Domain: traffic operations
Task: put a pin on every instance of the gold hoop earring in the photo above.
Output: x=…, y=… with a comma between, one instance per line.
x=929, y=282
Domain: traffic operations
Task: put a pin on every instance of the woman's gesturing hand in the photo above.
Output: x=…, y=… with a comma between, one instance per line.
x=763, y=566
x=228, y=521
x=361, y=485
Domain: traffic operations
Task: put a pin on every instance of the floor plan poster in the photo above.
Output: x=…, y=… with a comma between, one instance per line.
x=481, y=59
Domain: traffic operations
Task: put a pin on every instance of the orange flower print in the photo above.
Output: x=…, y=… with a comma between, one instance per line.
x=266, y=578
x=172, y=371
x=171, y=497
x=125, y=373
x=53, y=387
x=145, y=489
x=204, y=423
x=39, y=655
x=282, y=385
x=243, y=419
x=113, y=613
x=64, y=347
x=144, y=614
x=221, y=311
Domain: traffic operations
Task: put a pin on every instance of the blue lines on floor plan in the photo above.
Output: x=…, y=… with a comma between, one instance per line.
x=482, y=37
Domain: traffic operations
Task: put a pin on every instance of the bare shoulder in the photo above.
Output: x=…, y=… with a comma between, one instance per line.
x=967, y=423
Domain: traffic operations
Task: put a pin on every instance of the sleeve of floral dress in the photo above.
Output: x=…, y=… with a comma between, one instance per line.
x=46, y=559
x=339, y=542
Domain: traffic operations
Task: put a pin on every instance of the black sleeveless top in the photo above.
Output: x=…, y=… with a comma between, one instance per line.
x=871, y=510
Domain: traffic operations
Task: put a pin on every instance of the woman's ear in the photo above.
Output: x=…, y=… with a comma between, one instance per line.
== == ==
> **Your objective**
Working through the records above, copy each line in which "photo" is found.

> **Solved exercise**
Task: put a pin on every instance of the gold hoop earring in the photo above.
Task: put a pin on every instance of the woman's gesturing hand in the photo above.
Task: put a pin on every instance of the floor plan poster in the photo above.
Task: put a pin on every instance of the orange flower print in the photo above.
Task: put a pin on every instance of the blue lines on floor plan in the photo above.
Task: put a pin on every instance of the bare shoulder in the photo above.
Task: put a pin on every instance of the sleeve of floral dress in the photo above.
Task: put a pin on every instance of the black sleeveless top in the photo above.
Task: put a pin on every instance of the woman's ear in the photo above.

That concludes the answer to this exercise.